What you are asked to do —
Reproduce exactly the lines from the one containing "the caramel sauce" through the last line of the records below, both included, and nothing else.

● ● ●

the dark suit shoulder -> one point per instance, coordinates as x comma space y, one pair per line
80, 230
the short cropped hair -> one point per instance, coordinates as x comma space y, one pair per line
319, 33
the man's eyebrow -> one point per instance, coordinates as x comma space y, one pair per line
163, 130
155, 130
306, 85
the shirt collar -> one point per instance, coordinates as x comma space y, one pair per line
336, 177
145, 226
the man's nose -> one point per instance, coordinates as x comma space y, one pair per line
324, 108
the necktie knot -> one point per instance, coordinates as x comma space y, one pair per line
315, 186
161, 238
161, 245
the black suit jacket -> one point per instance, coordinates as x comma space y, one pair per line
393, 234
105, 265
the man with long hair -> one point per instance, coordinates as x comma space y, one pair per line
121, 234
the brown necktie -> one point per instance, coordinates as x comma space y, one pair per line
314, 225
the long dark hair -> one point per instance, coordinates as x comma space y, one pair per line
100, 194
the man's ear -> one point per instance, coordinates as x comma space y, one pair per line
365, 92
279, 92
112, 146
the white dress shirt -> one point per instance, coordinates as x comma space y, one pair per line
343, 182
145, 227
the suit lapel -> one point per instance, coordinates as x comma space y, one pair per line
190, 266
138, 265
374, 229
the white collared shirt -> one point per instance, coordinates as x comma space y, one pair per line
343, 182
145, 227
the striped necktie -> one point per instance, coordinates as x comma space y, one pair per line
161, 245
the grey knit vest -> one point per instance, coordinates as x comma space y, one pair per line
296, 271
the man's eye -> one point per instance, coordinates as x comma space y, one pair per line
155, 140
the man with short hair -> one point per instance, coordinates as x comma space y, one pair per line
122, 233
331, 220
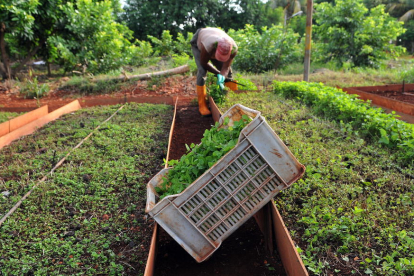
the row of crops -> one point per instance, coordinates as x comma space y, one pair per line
88, 217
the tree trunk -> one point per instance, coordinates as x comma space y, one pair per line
29, 56
5, 69
49, 71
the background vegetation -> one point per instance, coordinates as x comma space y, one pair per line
91, 37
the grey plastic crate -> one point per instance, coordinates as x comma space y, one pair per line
230, 192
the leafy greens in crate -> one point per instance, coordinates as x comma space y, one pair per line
215, 143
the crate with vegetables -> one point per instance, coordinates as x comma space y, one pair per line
238, 167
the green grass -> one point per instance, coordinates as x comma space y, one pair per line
353, 209
88, 217
6, 116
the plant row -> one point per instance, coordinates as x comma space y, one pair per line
352, 212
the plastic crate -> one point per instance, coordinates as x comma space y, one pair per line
230, 192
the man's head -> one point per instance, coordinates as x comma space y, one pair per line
223, 50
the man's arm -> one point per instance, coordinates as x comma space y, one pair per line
226, 65
204, 61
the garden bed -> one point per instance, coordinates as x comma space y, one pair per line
397, 98
88, 217
352, 211
248, 239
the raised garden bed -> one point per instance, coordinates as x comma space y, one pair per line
352, 211
88, 217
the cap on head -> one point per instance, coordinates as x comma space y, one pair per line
223, 50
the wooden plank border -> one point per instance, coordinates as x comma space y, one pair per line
34, 125
22, 120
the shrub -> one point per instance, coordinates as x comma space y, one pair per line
33, 90
273, 48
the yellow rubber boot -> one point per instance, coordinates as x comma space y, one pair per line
233, 86
202, 105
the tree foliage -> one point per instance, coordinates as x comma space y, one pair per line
271, 48
92, 38
351, 33
153, 17
68, 32
16, 17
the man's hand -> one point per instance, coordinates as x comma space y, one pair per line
220, 81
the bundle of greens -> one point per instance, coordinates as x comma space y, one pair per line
215, 143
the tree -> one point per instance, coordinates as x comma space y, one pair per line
92, 39
16, 17
69, 32
153, 17
349, 33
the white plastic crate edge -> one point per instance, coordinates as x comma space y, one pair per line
194, 241
234, 115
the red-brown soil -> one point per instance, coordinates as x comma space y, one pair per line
406, 96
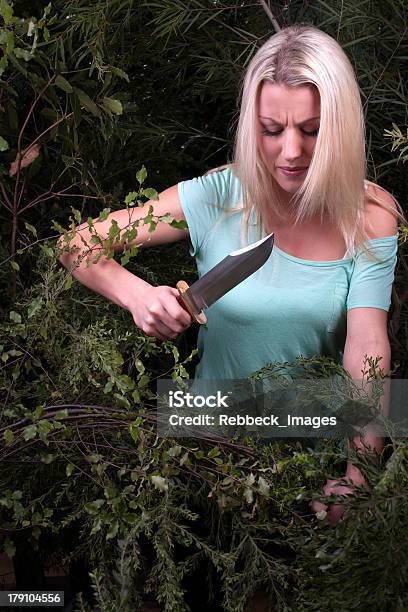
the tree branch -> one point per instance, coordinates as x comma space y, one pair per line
272, 18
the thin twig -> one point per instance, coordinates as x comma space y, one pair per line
7, 202
270, 15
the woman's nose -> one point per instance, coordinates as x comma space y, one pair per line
291, 146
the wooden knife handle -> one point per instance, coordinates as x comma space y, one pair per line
187, 303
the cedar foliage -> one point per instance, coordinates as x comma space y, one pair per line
92, 90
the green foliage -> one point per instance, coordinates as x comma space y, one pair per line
89, 91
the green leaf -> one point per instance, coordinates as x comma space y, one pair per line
68, 282
121, 73
47, 459
6, 12
113, 530
87, 103
112, 105
94, 507
263, 486
8, 436
63, 84
15, 317
22, 54
160, 483
4, 145
141, 175
61, 414
131, 197
103, 215
77, 215
9, 548
150, 193
114, 229
34, 306
30, 432
31, 229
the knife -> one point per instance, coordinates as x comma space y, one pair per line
226, 275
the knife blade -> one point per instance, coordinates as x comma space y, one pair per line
226, 275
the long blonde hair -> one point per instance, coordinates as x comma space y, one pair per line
335, 182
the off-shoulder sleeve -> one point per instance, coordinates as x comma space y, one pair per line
371, 279
203, 200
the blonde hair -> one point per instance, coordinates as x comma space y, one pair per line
335, 183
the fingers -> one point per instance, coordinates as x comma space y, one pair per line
163, 317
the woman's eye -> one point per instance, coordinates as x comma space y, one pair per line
268, 133
312, 133
277, 132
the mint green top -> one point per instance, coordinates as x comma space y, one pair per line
290, 307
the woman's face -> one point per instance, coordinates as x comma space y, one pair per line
288, 123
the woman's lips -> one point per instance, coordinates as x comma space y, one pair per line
292, 172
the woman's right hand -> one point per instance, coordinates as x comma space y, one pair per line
158, 312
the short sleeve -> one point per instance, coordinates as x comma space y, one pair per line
371, 279
203, 200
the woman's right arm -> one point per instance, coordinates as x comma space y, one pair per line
155, 310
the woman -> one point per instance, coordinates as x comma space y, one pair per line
299, 171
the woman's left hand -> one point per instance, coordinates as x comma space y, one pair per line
337, 487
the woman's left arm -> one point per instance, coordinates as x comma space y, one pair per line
367, 336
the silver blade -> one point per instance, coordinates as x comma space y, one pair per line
231, 271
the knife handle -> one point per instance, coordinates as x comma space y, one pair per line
188, 305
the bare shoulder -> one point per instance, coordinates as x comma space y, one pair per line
381, 212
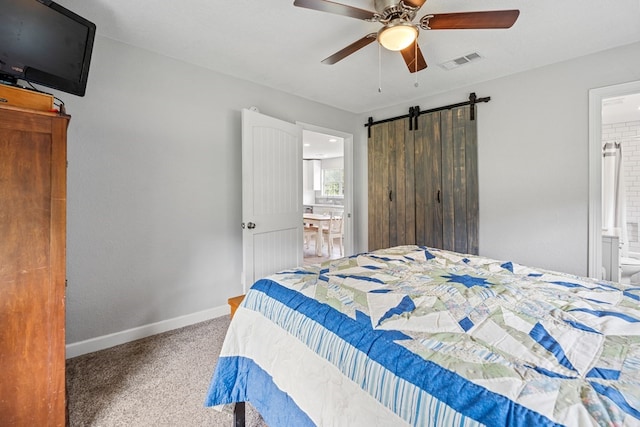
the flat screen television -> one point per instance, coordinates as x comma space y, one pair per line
42, 42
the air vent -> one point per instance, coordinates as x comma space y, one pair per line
455, 63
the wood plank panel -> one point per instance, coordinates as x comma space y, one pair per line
378, 174
394, 147
428, 183
459, 119
473, 191
409, 187
448, 181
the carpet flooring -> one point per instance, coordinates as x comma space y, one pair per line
156, 381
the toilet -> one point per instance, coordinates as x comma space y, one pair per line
628, 267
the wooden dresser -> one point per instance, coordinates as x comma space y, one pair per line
33, 159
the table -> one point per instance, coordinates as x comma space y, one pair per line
319, 221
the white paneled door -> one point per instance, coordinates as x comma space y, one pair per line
271, 195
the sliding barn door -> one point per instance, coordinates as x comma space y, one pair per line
447, 181
392, 219
423, 186
271, 195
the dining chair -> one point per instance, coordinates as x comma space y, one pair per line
310, 232
334, 231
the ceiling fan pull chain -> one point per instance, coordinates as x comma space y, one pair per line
415, 61
379, 68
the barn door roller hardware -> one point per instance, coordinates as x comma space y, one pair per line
414, 112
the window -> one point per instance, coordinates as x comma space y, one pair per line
333, 182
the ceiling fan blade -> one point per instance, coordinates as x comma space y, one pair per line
472, 20
337, 8
414, 3
413, 57
353, 47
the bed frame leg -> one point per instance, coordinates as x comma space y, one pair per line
238, 415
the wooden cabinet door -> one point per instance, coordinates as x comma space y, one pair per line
32, 268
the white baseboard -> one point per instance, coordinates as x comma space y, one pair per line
106, 341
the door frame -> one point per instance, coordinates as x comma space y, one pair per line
596, 96
348, 180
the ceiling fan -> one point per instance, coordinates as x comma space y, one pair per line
399, 32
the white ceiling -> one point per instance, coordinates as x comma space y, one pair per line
275, 44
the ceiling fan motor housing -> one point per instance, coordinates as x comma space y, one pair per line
392, 9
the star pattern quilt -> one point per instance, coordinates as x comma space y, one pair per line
419, 336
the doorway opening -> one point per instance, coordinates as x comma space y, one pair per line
327, 193
614, 121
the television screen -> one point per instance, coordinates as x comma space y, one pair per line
42, 42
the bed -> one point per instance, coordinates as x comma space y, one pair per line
418, 336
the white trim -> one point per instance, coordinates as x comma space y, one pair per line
348, 181
117, 338
594, 262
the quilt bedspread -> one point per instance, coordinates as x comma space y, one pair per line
437, 338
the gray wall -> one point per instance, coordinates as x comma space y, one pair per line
533, 158
154, 187
154, 201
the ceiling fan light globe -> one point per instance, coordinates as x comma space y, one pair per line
397, 36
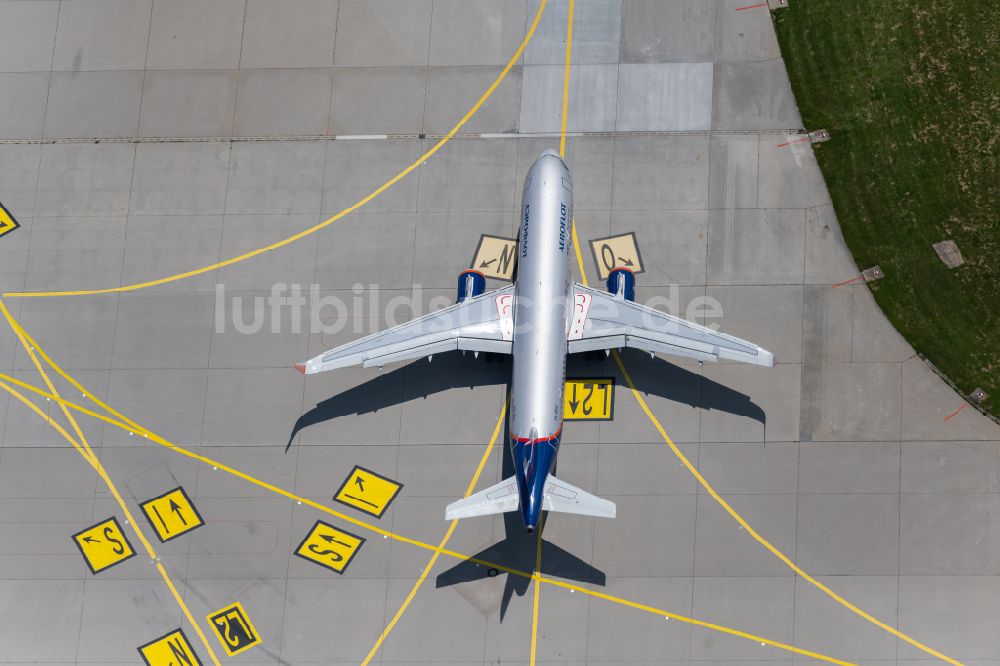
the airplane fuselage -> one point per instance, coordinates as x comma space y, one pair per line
542, 306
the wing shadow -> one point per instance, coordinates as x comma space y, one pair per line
420, 379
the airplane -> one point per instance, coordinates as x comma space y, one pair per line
539, 319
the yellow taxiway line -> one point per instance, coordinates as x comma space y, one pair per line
311, 230
131, 426
537, 575
88, 454
740, 519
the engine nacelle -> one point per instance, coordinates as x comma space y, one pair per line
621, 284
471, 283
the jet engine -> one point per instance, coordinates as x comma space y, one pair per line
621, 284
471, 283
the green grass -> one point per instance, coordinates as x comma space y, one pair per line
910, 91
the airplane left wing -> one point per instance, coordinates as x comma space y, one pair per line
481, 324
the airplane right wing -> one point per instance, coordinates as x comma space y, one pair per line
603, 321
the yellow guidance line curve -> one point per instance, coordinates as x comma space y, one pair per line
88, 454
90, 457
311, 230
760, 539
737, 517
414, 542
444, 541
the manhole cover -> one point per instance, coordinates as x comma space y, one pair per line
949, 253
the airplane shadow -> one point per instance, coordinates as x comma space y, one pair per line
420, 379
518, 551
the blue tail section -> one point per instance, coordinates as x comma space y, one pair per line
534, 460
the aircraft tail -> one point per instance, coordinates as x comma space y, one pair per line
559, 497
563, 497
500, 498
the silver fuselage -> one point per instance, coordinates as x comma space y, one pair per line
542, 300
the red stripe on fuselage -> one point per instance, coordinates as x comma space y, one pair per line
527, 440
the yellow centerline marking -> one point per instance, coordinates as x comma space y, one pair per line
760, 539
735, 515
378, 530
537, 575
88, 455
537, 578
437, 551
311, 230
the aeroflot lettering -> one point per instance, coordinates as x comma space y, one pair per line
524, 233
562, 227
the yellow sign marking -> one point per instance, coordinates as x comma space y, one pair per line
174, 649
616, 252
172, 514
496, 257
103, 545
367, 491
589, 399
7, 221
232, 626
329, 547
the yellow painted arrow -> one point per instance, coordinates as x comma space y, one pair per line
7, 221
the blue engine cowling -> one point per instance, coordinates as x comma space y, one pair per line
471, 283
621, 284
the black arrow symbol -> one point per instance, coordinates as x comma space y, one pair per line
176, 508
332, 539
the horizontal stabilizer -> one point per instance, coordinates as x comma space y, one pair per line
563, 497
500, 498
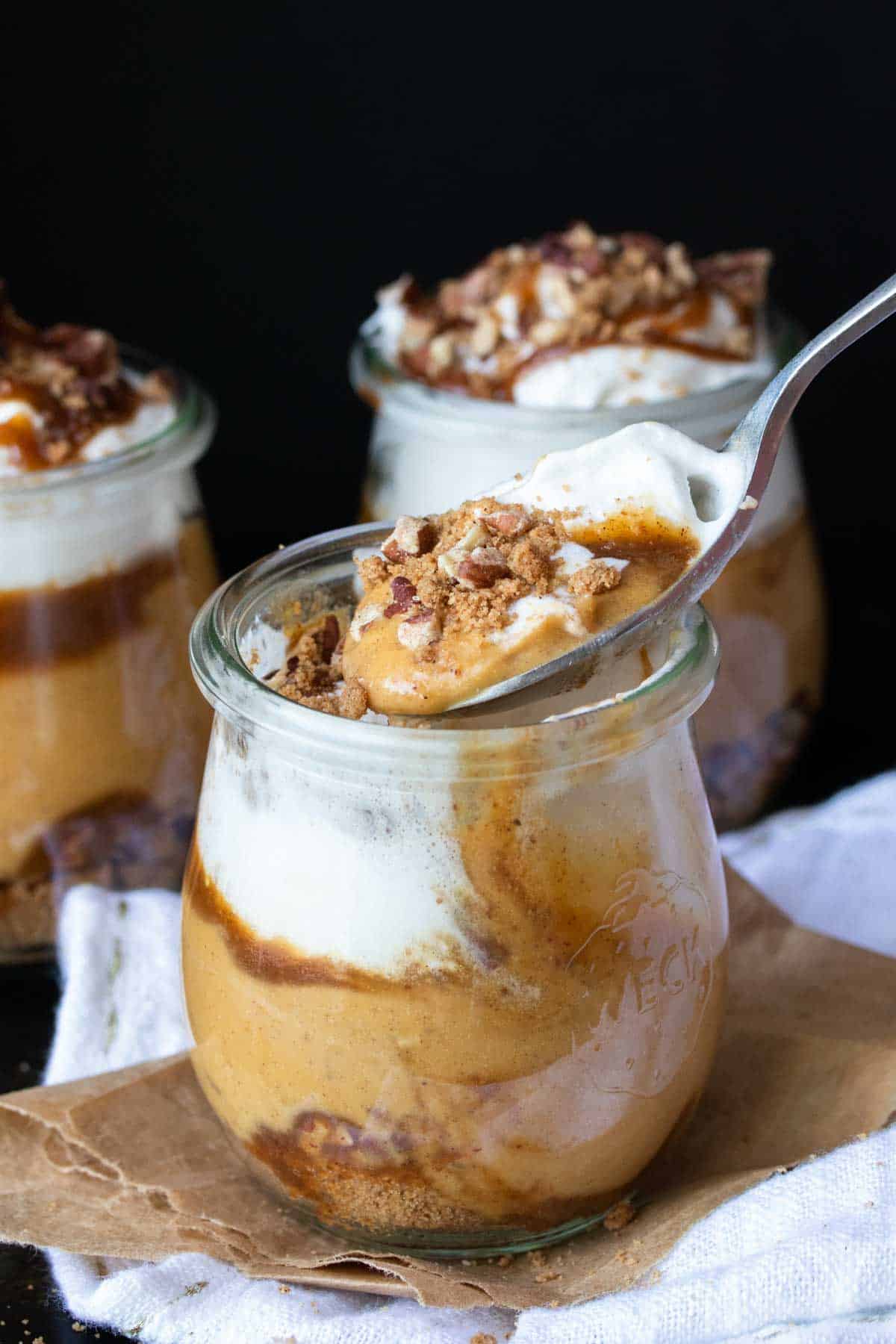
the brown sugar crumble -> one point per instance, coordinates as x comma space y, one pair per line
73, 378
314, 671
440, 579
476, 562
566, 292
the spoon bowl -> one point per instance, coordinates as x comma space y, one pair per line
754, 444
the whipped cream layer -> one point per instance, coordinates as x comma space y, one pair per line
367, 870
465, 600
626, 376
647, 467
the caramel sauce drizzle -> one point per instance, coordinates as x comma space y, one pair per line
40, 626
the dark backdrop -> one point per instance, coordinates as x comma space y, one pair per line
227, 187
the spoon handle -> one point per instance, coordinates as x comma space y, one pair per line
766, 421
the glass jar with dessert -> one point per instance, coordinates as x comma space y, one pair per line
104, 561
452, 991
546, 346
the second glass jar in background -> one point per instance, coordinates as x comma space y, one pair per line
430, 449
104, 735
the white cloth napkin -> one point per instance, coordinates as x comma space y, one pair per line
805, 1258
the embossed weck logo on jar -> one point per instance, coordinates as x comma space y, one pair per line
650, 961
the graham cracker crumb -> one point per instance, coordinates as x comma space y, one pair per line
597, 577
620, 1216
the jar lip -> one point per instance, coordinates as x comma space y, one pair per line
178, 445
673, 692
371, 371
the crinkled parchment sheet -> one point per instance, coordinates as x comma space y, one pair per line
134, 1164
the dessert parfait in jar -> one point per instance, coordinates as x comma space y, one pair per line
104, 562
547, 344
454, 981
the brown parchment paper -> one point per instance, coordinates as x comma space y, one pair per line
134, 1164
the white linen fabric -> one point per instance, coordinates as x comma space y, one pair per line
805, 1258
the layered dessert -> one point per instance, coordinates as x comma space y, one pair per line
454, 989
104, 561
543, 346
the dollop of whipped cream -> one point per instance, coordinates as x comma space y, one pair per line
455, 603
579, 320
66, 398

● ● ●

Final result —
the caramel sauce drizzle -> one point per instance, coordinates as x comma space y, one pair per line
40, 626
the dark backdrop -> one point per instance, coordinates as x comma space y, one pair per line
227, 187
the spoon handle -> one point per instance, coordinates as x comma space y, one pair per line
766, 421
the glass jar with dessert -> one point per instance, coordinates as x comma space y, one pair per line
104, 561
452, 991
546, 346
the second glass jar in background -> one point per instance, coordinates as x comma space y, one pair per line
430, 449
104, 735
the white cloth napkin -> one point per instance, coordinates as x comma space y, one pair per line
805, 1258
the embossed weck logo on jar -> one point per instance, coordinates as x comma space y, one pair per line
650, 961
the graham cracker crumb -> one point per instance, coordinates as x comma space y, one pair per line
597, 577
620, 1216
the jar lip -> one point per instance, coordinates as x comma space y, one pair per line
178, 445
673, 692
371, 371
the crinkled parchment sheet -> one point per instance, coordinates as x comma space y, one pair per line
134, 1164
the dessert parfait in jar -> one point per instance, coordinates as x comma space y, one pair per line
104, 562
547, 344
454, 981
the brown parchment paper -> one point per instance, coordinates as x comma space y, one pair per line
134, 1164
the white linen fabric -> one point per instance, coordinates as x comma space y, one pair per line
805, 1258
the layered dessert -> one point per instance, coordinates as x comma space y, one pair per line
454, 989
104, 561
543, 346
the dollop of whipped cream -> one point per instance, coordinates as x comma space y, one pair per line
455, 603
579, 320
66, 398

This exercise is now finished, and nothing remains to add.